Return all of the data exactly as given.

Entries shown:

=======

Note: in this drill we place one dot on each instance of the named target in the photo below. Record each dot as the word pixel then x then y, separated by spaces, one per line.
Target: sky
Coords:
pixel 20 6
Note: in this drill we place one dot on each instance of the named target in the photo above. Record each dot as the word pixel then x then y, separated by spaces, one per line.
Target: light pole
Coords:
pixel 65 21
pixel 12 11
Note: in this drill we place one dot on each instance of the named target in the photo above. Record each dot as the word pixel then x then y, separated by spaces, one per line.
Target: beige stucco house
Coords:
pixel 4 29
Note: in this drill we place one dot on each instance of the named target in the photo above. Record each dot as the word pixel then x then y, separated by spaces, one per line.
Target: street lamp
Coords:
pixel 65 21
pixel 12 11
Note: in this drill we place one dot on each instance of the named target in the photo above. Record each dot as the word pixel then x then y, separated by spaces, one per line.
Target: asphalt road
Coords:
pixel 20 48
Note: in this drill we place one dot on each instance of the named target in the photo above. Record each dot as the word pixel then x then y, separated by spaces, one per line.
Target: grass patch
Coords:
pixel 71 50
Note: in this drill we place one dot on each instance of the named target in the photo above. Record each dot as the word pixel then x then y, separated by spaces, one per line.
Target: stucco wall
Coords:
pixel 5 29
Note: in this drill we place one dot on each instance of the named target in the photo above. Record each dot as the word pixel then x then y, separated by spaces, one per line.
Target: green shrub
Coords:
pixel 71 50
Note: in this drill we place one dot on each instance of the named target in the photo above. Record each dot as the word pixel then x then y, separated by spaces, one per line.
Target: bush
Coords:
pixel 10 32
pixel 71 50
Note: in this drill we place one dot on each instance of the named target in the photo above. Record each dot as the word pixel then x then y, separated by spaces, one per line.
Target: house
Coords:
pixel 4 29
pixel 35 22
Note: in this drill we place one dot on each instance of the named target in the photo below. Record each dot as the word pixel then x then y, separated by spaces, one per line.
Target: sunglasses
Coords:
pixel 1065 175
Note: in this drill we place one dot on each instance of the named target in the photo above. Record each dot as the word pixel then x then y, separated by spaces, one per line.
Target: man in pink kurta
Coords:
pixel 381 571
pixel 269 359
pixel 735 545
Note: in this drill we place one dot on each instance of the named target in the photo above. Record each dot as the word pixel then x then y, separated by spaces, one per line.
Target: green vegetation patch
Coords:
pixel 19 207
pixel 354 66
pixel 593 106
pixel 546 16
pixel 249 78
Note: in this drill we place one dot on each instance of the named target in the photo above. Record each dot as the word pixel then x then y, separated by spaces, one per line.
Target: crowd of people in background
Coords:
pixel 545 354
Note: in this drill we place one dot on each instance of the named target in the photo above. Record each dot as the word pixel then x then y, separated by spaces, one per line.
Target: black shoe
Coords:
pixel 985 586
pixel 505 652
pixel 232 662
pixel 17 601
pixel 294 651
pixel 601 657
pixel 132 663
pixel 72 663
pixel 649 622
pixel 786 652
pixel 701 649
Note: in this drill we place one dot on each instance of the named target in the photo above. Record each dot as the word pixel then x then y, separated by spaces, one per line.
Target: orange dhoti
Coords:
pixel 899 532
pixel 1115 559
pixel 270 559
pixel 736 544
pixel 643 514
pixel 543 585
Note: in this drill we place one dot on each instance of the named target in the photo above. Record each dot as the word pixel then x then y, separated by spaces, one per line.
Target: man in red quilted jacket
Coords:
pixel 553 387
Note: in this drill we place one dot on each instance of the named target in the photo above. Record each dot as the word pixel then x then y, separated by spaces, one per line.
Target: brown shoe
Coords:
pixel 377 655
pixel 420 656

=======

Solution below:
Note: in this drill we place one dot on each instance of the named target in the photo below. Record each dot as the word pixel then x then y, separated by spaces, one per line.
Target: sky
Coords:
pixel 20 6
Note: in this drill we place one dot on each instance of the named target in the photo above. Record each dot as the word pixel then x then y, separated by spaces, one per line.
Target: light pole
Coords:
pixel 65 21
pixel 12 11
Note: in this drill we place one dot on each instance of the named target in the photo above. Record each dot as the word pixel then x then y, separated by spaces, one per line.
Target: beige stucco house
Coords:
pixel 4 29
Note: in this drill we place one dot on each instance of the named target in the photo above. Record each dot as the word pixel then x then y, separated by spaces, one per line.
Target: street lamp
Coords:
pixel 65 21
pixel 12 11
Note: in this drill we place one dot on each instance of the named target in the photo above. Record each dot as the word pixel then x then y, separated by spaces, one per line.
Target: asphalt road
Coords:
pixel 20 48
Note: in this drill we place one dot on each instance of the named target in the photo above. Record each dot as the word pixel then x then y, separated by spaces, one per line.
Target: grass patch
Coords:
pixel 71 50
Note: in this drill we place one dot on each instance of the named target in the photo above. Record each dot as the word pixel then x then y, separated by spaces, one per line.
Target: stucco wall
Coords:
pixel 5 29
Note: in this drill we place one dot on each instance of the named target in the photo above. Record each dot as the word pixel then x then y, separated by spaces, one per line.
Target: green shrub
Coords:
pixel 71 50
Note: in this drill we place one dot on each instance of the named target in the photo above. Record each dot as the word pixel then x then y, separated by spaces, one per line.
Target: bush
Coords:
pixel 10 32
pixel 71 50
Note: in this drill we place one dot on each instance of the named target in the photo above. Record each dot as the word pixel then x then y, separated by spaces, one per line.
Target: house
Coords:
pixel 4 29
pixel 35 22
Note: in this drill we place one dot on each instance of the named target in the photo below. Record each dot as the word pixel then x then y, separated by spaces, one per line.
Target: sunglasses
Coords:
pixel 1065 175
Note: in this drill we place one dot on each instance of the named target in the photo above. Record each dot as the word pixel then x then y, separated by spaces, one per line.
Target: man in pink kurta
Coords:
pixel 381 571
pixel 269 359
pixel 735 545
Note: in this drill we place one dot on each instance of the named target in the photo above. Record each dot as the word pixel then x then y, separated by spaces, one per line.
Target: green vegetation patch
Coords:
pixel 19 207
pixel 354 66
pixel 593 106
pixel 546 16
pixel 249 78
Note: in this drill we place one dot on each instance of the named target in the photo above. Record each dot as the word pixel then x then y, separated by spaces, one per line.
Target: crowd of people in background
Coords:
pixel 545 354
Note: in this drill we place one dot on each instance of the named target in the photo above. Record each dot as the word pixel then x then y, separated by spaces, one per line.
Target: black shoe
Coords:
pixel 985 586
pixel 505 652
pixel 232 662
pixel 17 601
pixel 294 651
pixel 601 657
pixel 132 663
pixel 72 663
pixel 649 622
pixel 786 652
pixel 701 649
Note: in this drill we place one dot on each instance of the named target in the photo above. Record each dot as the word pixel then x then y, separated by spaces, one per line.
Target: orange dhoti
Coords:
pixel 899 532
pixel 1115 559
pixel 270 559
pixel 736 544
pixel 643 514
pixel 543 585
Note: in this drill we place one dot on each instance of the named target in the photo above. Record each dot as the word pixel then x then y, separated by spaces, one per line.
Target: man in red quilted jacket
Coords:
pixel 553 387
Note: in this drill we place one dot on each instance of the named target in the photo above. Record each dot as the word pixel then x then y, separated by spaces, one per line.
Target: brown shoe
Coords:
pixel 377 655
pixel 420 656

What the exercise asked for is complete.